Rewrite the rows from the line holding "Place a point on the trash" through the line holding "<point>319,221</point>", inclusive, replacing "teal curtain" with "green curtain" and leaving everything else unchanged.
━━━━━ Data lines ━━━━━
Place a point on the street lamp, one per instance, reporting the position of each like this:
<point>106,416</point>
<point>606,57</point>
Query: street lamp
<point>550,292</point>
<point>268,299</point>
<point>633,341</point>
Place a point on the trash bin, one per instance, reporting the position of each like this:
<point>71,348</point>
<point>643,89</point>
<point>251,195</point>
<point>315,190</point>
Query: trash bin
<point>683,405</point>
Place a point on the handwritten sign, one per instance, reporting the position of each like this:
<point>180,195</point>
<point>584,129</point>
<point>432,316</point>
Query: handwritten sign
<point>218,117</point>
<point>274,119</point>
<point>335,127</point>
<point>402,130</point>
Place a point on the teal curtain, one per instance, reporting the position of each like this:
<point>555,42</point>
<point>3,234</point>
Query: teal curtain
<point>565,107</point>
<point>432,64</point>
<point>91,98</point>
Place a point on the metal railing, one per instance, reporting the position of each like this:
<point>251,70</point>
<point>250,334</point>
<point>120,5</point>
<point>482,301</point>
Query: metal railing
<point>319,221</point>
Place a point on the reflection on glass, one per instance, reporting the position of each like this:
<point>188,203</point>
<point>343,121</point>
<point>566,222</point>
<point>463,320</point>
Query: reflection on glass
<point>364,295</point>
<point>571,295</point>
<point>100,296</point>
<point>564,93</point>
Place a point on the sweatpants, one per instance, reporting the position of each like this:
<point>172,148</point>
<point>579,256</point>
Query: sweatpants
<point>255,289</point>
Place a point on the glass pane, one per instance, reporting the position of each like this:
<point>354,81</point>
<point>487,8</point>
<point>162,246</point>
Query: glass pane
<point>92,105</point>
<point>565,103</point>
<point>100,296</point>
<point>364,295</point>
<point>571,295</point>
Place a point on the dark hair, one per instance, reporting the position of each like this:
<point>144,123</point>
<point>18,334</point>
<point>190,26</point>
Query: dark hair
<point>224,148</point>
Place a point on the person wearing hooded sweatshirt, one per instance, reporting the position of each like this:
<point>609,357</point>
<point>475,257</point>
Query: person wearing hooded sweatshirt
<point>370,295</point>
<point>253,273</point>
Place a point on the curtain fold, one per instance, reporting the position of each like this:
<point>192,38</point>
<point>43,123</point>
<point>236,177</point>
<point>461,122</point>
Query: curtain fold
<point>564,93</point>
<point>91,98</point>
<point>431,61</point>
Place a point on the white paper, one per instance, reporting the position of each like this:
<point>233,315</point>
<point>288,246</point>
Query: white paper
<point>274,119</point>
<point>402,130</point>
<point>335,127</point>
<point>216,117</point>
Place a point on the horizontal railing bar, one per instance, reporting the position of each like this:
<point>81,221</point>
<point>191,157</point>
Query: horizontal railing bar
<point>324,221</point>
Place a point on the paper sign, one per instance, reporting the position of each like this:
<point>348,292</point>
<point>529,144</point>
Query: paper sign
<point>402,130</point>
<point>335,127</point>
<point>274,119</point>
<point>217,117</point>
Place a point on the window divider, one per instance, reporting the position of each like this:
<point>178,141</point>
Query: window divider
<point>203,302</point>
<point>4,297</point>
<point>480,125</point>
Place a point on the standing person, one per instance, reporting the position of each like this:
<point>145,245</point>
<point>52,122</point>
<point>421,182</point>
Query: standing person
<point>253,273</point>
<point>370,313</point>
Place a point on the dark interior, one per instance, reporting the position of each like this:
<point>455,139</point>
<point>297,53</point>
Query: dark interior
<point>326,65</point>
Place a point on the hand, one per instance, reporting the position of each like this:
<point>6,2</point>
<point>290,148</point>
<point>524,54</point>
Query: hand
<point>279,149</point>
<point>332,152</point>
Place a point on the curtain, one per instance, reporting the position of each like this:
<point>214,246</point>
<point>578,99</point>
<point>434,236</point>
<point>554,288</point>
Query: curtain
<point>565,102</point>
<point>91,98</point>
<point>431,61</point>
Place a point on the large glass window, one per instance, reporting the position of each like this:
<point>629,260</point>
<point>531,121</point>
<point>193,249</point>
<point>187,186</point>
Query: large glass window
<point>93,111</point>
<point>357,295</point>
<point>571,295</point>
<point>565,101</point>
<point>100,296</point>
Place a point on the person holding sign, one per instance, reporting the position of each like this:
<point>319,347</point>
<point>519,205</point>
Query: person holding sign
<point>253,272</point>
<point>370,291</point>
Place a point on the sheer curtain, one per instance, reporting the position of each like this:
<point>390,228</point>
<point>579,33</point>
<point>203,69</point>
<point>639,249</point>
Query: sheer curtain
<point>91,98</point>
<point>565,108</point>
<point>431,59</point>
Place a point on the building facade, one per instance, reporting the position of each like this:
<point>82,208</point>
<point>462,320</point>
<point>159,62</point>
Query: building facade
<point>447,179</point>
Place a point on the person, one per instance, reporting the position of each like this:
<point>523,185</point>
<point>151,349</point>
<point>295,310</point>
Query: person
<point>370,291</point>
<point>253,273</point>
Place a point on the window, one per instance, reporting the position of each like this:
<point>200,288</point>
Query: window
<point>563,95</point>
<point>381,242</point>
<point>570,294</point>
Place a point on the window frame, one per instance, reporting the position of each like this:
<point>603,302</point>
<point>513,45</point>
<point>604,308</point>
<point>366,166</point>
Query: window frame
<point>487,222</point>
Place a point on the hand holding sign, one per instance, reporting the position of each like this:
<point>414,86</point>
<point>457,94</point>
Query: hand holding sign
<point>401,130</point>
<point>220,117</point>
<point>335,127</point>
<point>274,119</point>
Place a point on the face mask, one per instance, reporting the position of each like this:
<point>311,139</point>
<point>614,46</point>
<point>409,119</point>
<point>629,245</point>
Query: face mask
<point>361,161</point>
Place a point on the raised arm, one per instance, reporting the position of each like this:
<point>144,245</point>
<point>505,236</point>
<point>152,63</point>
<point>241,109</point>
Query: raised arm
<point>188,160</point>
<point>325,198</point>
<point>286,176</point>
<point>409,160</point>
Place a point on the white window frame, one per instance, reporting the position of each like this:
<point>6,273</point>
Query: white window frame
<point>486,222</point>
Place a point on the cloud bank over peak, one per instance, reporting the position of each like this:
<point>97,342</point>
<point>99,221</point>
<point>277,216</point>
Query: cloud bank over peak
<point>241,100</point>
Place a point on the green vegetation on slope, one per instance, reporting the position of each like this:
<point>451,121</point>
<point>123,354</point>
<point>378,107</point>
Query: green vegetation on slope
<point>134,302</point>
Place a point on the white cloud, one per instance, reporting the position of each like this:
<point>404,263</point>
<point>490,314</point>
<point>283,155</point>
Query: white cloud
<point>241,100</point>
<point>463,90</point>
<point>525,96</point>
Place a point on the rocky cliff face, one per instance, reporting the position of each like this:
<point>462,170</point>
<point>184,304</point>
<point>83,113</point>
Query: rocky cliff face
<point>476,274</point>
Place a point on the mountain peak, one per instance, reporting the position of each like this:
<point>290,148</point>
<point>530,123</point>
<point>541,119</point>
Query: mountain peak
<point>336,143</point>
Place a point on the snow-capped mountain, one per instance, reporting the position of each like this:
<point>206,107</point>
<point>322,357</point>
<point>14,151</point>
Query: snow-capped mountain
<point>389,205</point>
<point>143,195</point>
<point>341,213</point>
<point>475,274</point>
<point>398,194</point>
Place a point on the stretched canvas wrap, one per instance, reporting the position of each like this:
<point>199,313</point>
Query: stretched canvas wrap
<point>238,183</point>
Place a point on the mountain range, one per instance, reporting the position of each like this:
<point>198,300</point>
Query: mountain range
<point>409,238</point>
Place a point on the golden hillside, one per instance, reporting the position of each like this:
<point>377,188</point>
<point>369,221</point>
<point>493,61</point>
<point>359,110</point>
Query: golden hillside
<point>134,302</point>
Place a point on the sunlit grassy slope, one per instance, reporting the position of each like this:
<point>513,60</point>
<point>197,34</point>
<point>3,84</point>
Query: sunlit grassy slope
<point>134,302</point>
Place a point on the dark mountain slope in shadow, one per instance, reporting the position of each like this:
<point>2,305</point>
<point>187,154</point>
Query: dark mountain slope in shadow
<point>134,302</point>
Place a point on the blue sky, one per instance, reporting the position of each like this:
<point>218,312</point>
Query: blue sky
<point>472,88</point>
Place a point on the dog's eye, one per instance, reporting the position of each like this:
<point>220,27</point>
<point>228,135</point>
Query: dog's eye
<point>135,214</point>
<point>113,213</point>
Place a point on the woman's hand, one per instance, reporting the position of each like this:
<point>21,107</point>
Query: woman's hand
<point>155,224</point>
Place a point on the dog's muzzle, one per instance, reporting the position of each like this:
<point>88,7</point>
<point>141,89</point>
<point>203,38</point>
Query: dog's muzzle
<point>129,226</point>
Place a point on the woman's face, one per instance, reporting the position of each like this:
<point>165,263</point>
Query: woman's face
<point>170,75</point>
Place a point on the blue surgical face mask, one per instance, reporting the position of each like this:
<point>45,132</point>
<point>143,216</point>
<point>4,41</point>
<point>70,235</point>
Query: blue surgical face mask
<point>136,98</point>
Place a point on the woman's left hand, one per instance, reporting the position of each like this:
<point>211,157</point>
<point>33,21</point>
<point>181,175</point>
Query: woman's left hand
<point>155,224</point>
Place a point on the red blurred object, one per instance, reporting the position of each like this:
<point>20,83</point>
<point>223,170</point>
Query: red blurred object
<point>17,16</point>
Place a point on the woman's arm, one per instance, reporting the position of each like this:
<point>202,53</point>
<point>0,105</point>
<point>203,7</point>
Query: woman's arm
━━━━━
Solution:
Place a point on the trash bin, one per instance, reporting the position of each like this:
<point>71,348</point>
<point>643,89</point>
<point>251,195</point>
<point>315,190</point>
Query: trash bin
<point>683,405</point>
Place a point on the handwritten sign, one per instance, reporting the position of each like this:
<point>180,195</point>
<point>584,129</point>
<point>432,316</point>
Query: handwritten sign
<point>218,117</point>
<point>274,119</point>
<point>335,127</point>
<point>402,130</point>
Place a point on the green curtain, one per instance, reporting the position of each like this:
<point>555,42</point>
<point>3,234</point>
Query: green curtain
<point>565,107</point>
<point>432,64</point>
<point>91,98</point>
Place a point on the metal railing, one per instance, reporting the position of each like this:
<point>251,70</point>
<point>250,334</point>
<point>120,5</point>
<point>482,301</point>
Query: metal railing
<point>319,221</point>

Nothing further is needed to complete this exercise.